=== Given records ===
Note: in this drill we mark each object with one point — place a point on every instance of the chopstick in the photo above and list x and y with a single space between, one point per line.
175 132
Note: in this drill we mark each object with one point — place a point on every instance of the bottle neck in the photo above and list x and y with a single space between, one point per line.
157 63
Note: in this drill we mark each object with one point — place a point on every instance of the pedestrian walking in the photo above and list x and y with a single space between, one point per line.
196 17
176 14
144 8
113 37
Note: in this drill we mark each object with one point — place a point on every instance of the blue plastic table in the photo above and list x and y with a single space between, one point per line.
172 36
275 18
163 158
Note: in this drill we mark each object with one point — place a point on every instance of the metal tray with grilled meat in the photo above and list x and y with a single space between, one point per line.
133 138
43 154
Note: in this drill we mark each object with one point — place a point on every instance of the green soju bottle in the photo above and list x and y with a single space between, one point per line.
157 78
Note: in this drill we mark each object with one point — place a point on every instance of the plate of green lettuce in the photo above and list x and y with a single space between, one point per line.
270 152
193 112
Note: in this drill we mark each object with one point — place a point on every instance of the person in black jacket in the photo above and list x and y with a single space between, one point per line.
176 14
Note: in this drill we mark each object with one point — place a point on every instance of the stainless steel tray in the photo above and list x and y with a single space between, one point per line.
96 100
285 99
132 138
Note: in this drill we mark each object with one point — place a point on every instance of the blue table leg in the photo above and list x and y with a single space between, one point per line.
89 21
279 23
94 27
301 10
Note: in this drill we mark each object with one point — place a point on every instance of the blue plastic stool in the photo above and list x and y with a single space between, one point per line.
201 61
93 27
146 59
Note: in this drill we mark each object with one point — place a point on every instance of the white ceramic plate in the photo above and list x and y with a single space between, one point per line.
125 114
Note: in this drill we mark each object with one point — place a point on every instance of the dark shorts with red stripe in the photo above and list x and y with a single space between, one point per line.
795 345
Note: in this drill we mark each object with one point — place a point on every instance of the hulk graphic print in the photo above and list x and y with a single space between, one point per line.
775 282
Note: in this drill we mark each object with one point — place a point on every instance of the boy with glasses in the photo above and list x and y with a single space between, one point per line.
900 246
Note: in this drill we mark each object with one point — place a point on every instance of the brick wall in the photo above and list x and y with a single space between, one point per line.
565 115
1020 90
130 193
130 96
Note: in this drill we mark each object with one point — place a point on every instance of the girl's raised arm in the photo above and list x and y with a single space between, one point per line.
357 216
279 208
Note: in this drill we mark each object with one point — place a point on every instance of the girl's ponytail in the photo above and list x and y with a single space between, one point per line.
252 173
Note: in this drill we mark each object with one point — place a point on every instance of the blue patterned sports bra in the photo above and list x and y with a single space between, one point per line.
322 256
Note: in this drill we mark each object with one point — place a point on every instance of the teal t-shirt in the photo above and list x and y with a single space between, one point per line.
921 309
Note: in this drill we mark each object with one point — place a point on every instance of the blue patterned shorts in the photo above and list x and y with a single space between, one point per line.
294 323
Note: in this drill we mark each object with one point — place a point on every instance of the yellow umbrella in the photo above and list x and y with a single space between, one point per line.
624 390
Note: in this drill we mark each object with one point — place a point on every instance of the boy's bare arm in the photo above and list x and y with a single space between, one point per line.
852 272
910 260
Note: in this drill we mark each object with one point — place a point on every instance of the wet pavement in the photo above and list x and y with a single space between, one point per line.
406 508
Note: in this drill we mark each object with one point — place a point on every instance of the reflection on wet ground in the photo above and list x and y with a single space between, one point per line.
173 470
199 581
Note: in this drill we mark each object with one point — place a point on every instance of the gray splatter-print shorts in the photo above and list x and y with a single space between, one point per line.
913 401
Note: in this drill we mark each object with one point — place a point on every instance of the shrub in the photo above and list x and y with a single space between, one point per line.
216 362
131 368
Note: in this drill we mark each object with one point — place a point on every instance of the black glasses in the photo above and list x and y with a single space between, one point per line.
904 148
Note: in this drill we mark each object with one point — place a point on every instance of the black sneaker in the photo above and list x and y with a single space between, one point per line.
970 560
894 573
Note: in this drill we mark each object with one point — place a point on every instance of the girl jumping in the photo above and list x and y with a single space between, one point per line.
===
## What you will do
Reproduce the data exactly, character for character.

## Exercise response
Note: in this drill we mark each object with one point — place a point on every instance of the chopstick in the photo above and list x and y with a single space between, one point per line.
175 132
Note: in this drill we mark each object with one point — place a point on every instance of the bottle neck in the photo above and list x and y with a single space between, one point per line.
157 63
Note: in this drill we mark each object with one point — place a point on every instance of the pedestrian walking in the photo above and list x and y with a single space between, one point per line.
196 17
176 14
144 8
113 37
Note: in this drill we mark each object with one point — place a point on every instance of the blue plastic table in the photo above and list x and y with a single space between, one point per line.
172 36
275 18
163 158
Note: in this drill we mark each object with one point — place a point on every instance of the metal tray with grilled meat in the photo above and list x and y with a single space between, one point per line.
133 138
43 154
Note: in this drill we mark each object with one point — place a point on every instance of the green soju bottle in the photo above and list x and y with a single space between, one point per line.
157 78
Note: in this drill we mark each object with one point — place a point on every instance of the plate of green lettuce in the photo above and list x and y with a single space between, one point per line.
270 152
193 112
Note: in this drill we mark each object with one point — place a point on every instance of the person in black jacket in the photo above and list x and y with a single space between, one point per line.
176 14
Note: in this drill we mark each object with one point — place a point on every instance of the stainless steel tray in the photo above and list x and y with a single space between, one point per line.
96 100
285 99
132 138
Note: in this drill we mark each object with one point — place a point on every instance of the blue table leg in the photo above and list x and y with a single space between, one point per line.
89 21
279 23
94 27
301 10
Note: in this drill we mark each object with one point — place a point on every instance of the blue plastic stool in the photo above and list x and y with a single space between, one point per line.
201 61
93 27
146 59
Note: in this drill we mark each object with one point — place a point on every instance of the white ceramic plate in the photo above and list x and y with a single space between, one point per line.
125 114
Note: in this drill we mark each object with one point — place a point on every instance of the dark shorts with red stripe in the photo above and list x and y with a single space between, one point per line.
795 345
Note: in this drill we mark each object with one point — place a point on every instance of the hulk graphic print in the photo above and list x and y with a single space between, one point per line.
775 282
Note: in this drill we mark each object with one point — place a point on every instance of the boy with glasses in the photo above and list x and y with a single space between, one point per line.
900 246
Note: in this drill we mark each object with one point — place a point on every instance of the brick wall in the photo above and list x and y with a single space between, one point per line.
565 115
1020 90
130 193
130 96
Note: in this drill we mark each object with one point — place a point on every instance of the girl's raised arm in the photo above and list x and y with a single space between, one point per line.
357 216
279 208
Note: in this drill we mark each object with one point — place a point on every instance of the girl's ponytail in the photo above and list x and y with a single space between, one point per line.
252 173
Note: in this drill we mark each object with one point — place a point on every instance of the blue patterned sports bra in the photo above and list x and y with a single space between, one point per line.
322 256
Note: in this drill we mark each object with one point — place a point on every instance of the teal t-shirt in the photo above and list x and y with a single space between, one point per line.
921 309
Note: in this drill we mark each object with one point — place a point on every instance of the blue patterned shorts in the photo above and list x and y with a single space between, one point per line.
294 323
Note: in this drill we mark each object with one point — place a point on every instance of the yellow umbrella in the photo above and list x and y with a single space between, one point per line.
624 390
Note: in this drill we mark each object with one point — place a point on every instance of the boy's bare arm in the photo above and list x and y with a single space between, one point per line.
852 272
910 260
Note: in this drill we mark each object with one point — place a point on every instance of the wet pavement in the photo above and list x and y with a single space between, one point per line.
406 508
Note: in this drill we mark each object with one point — place a point on every instance of the reflection on wet ground in the photo above and list x and y with a single space between, one point per line.
173 470
199 581
Note: in this drill we mark each object with one point — place a point on every instance of the gray splatter-print shorts in the photo above and list x and y with a single space between, one point per line.
913 401
Note: in this drill we mark each object with one point — place a point on every instance of the shrub in the photo above and list x and y with a single space between, one point per line.
216 362
131 368
Note: in this drill we mark each object with one point — place a point on every instance of the black glasses in the photo above and list x and y with a single space between, one point per line.
904 148
Note: in this drill we mark each object with one point — place a point on every instance of the black sneaker in the photo above and list x and y with a single space between, one point per line.
970 560
894 573
Note: in this drill we mark each object with one point — place a point on every instance of the girl jumping in the photo above and list x and y with a single space between, one point per line.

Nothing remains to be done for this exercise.